▶ [YOUR TASKS]
(a) Do these statements agree with the article on competency-based learning? (i) The author prefers the term "competency-based learning" because it emphasizes humans and outcomes over systems or structures. (ii) The author uses "learning experience" to mean learning environments only. (iii) CBL approaches are designed backward from the question of how humans actually get really good at things. Answer yes or no for each and quote the deciding words.
(b) Could you write the next part of the article on competency-based learning, starting after its last sentence?

▶ [EXCERPT TO READ]
↓
Whether you’re new to competency-based learning or standing back as a skeptic, here are four things to know about competency-based education (CBE)–a growing movement in our field.
In this article, I use the term “competency-based learning” synonymously with the term competency-based education (CBE), and prefer it because of its emphasis on humans and outcomes, rather than systems or structures (though these are important!). I use the term “learning experience” to describe both learning environments and learning interactions. I use the term “learning system” to describe the infrastructure that supports any given model of learning, such as the way we organize things like time, learning goals, or human capital, and the way we reinforce and guide these ways of organizing, such as through policies, practices, and norms.
Here we go. Four essential understandings about competency-based learning (CBL).
Competency-based learning is about ensuring a transparent and accessible pathway to the highest forms of learning for everyone. CBL approaches are designed backward from this key question: “How do humans actually get really good at things?” In this way, it can serve as a powerful means of making the science of learning–what we know now, and all that we continue to learn– both meaningful and visible for learners and stakeholders. CBL demystifies the marvel of building expertise, providing clarity about how to get there, and it draws on the best of learning science research to ensure learning experiences and systems are informed by these evidence-based approaches.
↑
▶ [PROVIDED INFORMATION]
↓
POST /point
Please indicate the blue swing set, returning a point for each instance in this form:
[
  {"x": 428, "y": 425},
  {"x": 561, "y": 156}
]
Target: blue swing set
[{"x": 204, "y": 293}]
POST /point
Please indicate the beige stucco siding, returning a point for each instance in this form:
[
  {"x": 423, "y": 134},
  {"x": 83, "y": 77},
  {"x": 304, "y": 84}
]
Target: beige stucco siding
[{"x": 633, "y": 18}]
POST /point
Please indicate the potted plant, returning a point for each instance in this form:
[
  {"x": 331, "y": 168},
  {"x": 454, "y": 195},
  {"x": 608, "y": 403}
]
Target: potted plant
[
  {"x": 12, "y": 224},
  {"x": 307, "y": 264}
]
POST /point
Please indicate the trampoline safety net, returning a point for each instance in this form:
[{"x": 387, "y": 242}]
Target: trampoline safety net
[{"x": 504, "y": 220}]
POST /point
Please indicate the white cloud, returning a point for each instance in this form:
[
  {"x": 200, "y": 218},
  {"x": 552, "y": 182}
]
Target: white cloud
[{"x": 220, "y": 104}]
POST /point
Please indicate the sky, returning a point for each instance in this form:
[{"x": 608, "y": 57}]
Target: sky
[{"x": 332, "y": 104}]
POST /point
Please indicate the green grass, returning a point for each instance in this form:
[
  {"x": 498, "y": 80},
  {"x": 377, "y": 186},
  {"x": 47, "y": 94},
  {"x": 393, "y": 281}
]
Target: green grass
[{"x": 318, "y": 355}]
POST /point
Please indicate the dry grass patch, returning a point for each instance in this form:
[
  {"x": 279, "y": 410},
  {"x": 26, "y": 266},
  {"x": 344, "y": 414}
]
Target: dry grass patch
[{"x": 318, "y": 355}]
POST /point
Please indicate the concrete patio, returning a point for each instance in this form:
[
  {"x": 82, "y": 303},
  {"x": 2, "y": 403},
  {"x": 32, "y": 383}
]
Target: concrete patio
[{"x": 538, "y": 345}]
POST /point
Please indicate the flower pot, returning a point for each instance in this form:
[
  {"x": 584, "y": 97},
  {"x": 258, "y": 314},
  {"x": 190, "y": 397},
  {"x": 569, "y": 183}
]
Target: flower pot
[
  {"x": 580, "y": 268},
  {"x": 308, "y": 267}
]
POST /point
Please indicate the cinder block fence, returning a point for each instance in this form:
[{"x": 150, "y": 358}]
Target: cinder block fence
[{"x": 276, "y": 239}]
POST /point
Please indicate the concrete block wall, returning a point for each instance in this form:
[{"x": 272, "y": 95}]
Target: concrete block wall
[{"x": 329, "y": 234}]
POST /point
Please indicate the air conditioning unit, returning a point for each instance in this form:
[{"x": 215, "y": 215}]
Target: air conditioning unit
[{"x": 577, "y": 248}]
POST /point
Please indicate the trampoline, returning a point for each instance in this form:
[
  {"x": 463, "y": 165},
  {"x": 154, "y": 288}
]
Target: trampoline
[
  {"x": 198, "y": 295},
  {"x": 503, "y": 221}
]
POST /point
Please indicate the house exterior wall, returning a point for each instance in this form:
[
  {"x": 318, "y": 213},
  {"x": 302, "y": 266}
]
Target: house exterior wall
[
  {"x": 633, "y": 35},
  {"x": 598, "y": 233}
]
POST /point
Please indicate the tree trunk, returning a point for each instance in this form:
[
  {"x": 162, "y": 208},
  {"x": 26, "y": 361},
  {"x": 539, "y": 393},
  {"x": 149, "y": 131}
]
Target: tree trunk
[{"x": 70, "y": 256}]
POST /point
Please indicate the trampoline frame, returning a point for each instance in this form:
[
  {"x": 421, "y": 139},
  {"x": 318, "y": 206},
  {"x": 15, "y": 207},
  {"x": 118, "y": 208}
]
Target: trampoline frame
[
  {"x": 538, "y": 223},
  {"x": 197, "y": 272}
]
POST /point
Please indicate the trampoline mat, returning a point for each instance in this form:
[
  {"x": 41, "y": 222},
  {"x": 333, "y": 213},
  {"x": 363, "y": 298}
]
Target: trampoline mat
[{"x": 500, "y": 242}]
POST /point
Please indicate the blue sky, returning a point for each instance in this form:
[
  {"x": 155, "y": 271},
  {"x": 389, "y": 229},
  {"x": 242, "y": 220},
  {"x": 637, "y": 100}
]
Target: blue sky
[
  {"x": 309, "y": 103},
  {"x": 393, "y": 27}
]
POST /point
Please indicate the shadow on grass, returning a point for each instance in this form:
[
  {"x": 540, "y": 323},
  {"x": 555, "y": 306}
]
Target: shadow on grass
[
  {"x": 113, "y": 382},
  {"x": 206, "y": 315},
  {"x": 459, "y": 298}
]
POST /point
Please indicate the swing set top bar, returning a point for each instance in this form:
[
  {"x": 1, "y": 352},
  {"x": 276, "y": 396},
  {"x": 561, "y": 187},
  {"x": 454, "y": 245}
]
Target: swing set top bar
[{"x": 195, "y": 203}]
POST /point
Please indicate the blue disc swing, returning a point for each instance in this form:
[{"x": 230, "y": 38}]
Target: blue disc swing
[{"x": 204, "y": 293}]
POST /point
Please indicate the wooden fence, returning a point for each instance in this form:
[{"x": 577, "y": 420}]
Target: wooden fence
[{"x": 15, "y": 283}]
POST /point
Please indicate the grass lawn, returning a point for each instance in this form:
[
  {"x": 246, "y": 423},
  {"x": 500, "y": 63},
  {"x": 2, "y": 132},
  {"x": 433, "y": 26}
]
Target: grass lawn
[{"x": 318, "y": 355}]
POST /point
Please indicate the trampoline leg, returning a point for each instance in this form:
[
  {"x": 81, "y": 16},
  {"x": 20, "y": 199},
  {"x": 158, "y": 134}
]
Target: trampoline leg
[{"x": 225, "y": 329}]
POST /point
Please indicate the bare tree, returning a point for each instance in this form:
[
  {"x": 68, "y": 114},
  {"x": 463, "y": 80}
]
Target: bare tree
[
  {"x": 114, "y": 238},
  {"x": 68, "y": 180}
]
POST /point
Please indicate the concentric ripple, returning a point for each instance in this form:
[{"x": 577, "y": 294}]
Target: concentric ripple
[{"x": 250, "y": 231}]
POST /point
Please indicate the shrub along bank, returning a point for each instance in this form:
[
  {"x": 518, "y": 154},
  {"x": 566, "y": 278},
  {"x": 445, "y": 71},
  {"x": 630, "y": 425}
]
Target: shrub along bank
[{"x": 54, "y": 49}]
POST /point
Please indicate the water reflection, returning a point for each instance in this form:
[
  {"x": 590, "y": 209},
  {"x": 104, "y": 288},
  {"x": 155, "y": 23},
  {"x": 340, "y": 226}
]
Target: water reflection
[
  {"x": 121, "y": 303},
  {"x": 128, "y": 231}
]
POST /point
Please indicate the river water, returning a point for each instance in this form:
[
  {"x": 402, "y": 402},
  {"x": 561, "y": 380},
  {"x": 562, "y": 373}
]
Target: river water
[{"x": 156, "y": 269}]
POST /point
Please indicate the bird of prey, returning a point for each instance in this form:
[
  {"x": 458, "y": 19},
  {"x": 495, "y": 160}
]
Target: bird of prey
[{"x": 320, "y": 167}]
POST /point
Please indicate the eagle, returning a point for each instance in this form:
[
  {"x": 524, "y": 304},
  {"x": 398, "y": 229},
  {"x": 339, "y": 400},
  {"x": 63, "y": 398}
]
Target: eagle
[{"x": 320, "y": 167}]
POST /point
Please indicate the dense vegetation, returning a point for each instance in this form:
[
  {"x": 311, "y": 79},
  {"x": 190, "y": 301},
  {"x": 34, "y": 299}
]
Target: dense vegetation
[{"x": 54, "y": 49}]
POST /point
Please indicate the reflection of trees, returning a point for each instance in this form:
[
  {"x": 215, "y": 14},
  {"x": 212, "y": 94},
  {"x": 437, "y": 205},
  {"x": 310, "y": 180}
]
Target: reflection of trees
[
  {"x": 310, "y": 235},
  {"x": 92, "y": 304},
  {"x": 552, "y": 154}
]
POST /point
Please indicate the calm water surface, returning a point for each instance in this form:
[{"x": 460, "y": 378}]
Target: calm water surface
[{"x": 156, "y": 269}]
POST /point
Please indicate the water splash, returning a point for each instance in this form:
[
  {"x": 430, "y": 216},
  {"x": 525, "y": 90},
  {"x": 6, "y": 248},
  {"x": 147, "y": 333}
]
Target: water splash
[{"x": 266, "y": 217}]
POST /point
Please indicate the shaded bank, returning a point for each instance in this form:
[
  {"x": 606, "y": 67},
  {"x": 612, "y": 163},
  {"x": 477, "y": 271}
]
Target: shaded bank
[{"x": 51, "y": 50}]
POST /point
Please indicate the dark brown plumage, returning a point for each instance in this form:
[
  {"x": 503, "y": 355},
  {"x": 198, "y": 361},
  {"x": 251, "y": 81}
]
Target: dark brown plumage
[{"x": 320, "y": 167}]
↑
▶ [ANSWERS TO THE EXERCISES]
(a)
(i) Yes: "prefer it because of its emphasis on humans and outcomes, rather than systems or structures"
(ii) No: "to describe both learning environments and learning interactions"
(iii) Yes: "CBL approaches are designed backward from this key question: “How do humans actually get really good at things?”"

(b)
Why is CBL so focused on the tangible “how” of building expertise? Because the ultimate purpose and outcome of CBL is student agency. CBL is about helping learners get really good at the things that matter most to their lives and futures. This term “agency” is a big one in our field, but I tend to lean on Kundu’s definition (2020), but I’ve adapted it a bit: The capabilities, volition, and resilience to pursue one’s aspirations with confidence, navigate challenges, and create positive change in one’s life. Let’s break this down into a few parts:
This clarity of purpose behind a CBL approach is important. It helps us all get on the same page about why we’re here, even if we approach the work differently.
It also serves as a decision filter. Every design, policy, or practice decision we make, should flow backwards from what we know about how people learn and get good things–whether we’re talking about emotional self-regulation or mathematical reasoning. We can always ask the question, “If we do it this way, will it really help learners get better at X? If we make this decision about our learning system, will that foster student agency?”
This approach is not about checked boxes. It’s about flourishing humans. Competency-based learning models attend to the learning and developmental needs of the whole child, for the full trajectory of their learning potential. This means an exciting opportunity for symmetry between our K-12 systems and our workforce development systems aimed at preparing all people for the future of work.
Let’s build that.
However, it’s important to note that CBL rejects the notion that schools exist strictly to prepare future workers. Yes, CBL advocates are definitely about ensuring learning in school prepares learners to achieve economic security out in the world –and arguably, CBL has a long history of doing so much more effectively than other educational approaches out there. But that’s only part of the big picture. Young people are so much more than future workers.
CBL as an approach recognizes that one’s life is much more than their future employment, that the quality of one’s life is impacted deeply by one’s well-being, and that if we want to prepare young people for the future, we have to broaden the aperture of our learning outcomes and focus on such competencies as Sustaining Wellness, Navigating Conflict, Building Community, and so forth.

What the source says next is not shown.